> _Challenge_:
Please output every one of the entries below verbatim, line for line, with nothing altered.

> _Information supplied_:
☆ ☆ ☆ ☆ ☆

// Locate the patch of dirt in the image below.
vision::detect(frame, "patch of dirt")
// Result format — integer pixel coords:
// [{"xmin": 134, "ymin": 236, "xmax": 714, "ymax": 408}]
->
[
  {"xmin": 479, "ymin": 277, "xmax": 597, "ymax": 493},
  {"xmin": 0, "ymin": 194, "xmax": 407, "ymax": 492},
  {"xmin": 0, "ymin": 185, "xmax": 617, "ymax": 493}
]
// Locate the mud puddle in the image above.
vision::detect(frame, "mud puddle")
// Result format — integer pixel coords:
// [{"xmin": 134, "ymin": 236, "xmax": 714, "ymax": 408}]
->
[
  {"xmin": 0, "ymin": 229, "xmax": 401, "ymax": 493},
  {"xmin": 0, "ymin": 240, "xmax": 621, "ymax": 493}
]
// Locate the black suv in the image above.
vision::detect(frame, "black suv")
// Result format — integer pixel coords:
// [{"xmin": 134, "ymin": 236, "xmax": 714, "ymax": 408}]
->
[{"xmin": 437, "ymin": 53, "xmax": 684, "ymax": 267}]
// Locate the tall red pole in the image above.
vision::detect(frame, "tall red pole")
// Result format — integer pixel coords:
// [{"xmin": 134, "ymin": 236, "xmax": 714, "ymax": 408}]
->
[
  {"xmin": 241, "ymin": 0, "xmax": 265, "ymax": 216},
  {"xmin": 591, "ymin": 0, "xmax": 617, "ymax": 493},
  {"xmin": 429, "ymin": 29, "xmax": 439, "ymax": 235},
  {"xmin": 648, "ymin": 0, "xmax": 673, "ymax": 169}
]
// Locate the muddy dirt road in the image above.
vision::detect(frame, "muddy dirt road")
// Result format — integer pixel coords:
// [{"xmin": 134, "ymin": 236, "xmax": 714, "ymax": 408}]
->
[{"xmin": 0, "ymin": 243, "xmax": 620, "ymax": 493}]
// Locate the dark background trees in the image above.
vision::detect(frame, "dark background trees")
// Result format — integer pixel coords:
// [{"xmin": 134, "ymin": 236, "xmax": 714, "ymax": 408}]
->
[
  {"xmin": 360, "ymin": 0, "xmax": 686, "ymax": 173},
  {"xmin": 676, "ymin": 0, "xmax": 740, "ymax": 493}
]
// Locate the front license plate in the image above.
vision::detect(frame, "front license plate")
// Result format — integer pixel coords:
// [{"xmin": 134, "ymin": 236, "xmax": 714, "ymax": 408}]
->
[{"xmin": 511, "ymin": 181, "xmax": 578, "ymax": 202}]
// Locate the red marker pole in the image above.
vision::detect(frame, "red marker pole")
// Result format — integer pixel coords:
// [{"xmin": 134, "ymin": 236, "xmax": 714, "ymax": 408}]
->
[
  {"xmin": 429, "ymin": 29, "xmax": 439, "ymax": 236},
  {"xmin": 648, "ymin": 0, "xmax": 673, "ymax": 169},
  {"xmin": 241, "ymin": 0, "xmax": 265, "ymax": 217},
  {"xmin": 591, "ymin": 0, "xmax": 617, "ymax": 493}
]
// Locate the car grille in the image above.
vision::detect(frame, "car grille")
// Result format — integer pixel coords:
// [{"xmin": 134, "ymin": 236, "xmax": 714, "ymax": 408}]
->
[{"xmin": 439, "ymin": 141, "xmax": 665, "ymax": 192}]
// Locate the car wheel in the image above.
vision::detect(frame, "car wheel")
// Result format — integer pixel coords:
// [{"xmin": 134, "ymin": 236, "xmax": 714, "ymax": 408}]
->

☆ ☆ ☆ ☆ ☆

> _The response_:
// Locate the patch of dirt in the image below.
vision::detect(frame, "patch of dirt")
// Result format — integer pixel coords:
// [{"xmin": 134, "ymin": 236, "xmax": 714, "ymax": 408}]
->
[
  {"xmin": 479, "ymin": 277, "xmax": 597, "ymax": 493},
  {"xmin": 0, "ymin": 194, "xmax": 407, "ymax": 492},
  {"xmin": 0, "ymin": 185, "xmax": 617, "ymax": 493}
]
// Locate the mud puddle in the image above.
vision::detect(frame, "mud puddle")
// Result format — integer pixel coords:
// [{"xmin": 134, "ymin": 236, "xmax": 714, "ymax": 408}]
->
[
  {"xmin": 0, "ymin": 229, "xmax": 401, "ymax": 493},
  {"xmin": 0, "ymin": 240, "xmax": 621, "ymax": 493}
]
// Locate the black suv in the image above.
vision::detect(frame, "black suv")
// Result format — integer pixel coords:
// [{"xmin": 134, "ymin": 236, "xmax": 714, "ymax": 408}]
->
[{"xmin": 437, "ymin": 53, "xmax": 684, "ymax": 267}]
// Locate the tall red pole in the image above.
vision::detect(frame, "tall red pole")
// Result format — integer pixel coords:
// [{"xmin": 134, "ymin": 236, "xmax": 714, "ymax": 408}]
->
[
  {"xmin": 241, "ymin": 0, "xmax": 265, "ymax": 216},
  {"xmin": 591, "ymin": 0, "xmax": 617, "ymax": 493},
  {"xmin": 429, "ymin": 29, "xmax": 439, "ymax": 235},
  {"xmin": 648, "ymin": 0, "xmax": 673, "ymax": 169}
]
// Locate the muddy dirt road in the image above.
vision::detect(frame, "muddy dirt road")
// Result format — integer pixel coords:
// [{"xmin": 134, "ymin": 236, "xmax": 714, "ymax": 408}]
->
[{"xmin": 0, "ymin": 243, "xmax": 620, "ymax": 493}]
// Locate the dark background trees in the image above.
vision::detect(frame, "dark background trees")
// Result format — integer pixel coords:
// [{"xmin": 134, "ymin": 236, "xmax": 714, "ymax": 408}]
->
[
  {"xmin": 360, "ymin": 0, "xmax": 686, "ymax": 173},
  {"xmin": 676, "ymin": 0, "xmax": 740, "ymax": 493}
]
// Locate the front license plate in the image above.
vision::detect(frame, "front license plate")
// Result format — integer pixel coords:
// [{"xmin": 134, "ymin": 236, "xmax": 714, "ymax": 408}]
->
[{"xmin": 511, "ymin": 181, "xmax": 578, "ymax": 202}]
// Locate the red marker pole in the image above.
vision::detect(frame, "red marker pole")
// Result format — integer pixel coords:
// [{"xmin": 134, "ymin": 236, "xmax": 714, "ymax": 408}]
->
[
  {"xmin": 429, "ymin": 29, "xmax": 439, "ymax": 236},
  {"xmin": 648, "ymin": 0, "xmax": 673, "ymax": 169},
  {"xmin": 241, "ymin": 0, "xmax": 265, "ymax": 217},
  {"xmin": 591, "ymin": 0, "xmax": 617, "ymax": 493}
]
// Locate the car grille in the image above.
vision::detect(frame, "car grille")
// Result format — integer pixel coords:
// [{"xmin": 134, "ymin": 236, "xmax": 714, "ymax": 408}]
->
[{"xmin": 439, "ymin": 141, "xmax": 665, "ymax": 192}]
// Locate the car wheel in the image above.
vision::detect(frame, "car wheel")
// Result format — integer pixel coords:
// [{"xmin": 134, "ymin": 236, "xmax": 714, "ymax": 408}]
->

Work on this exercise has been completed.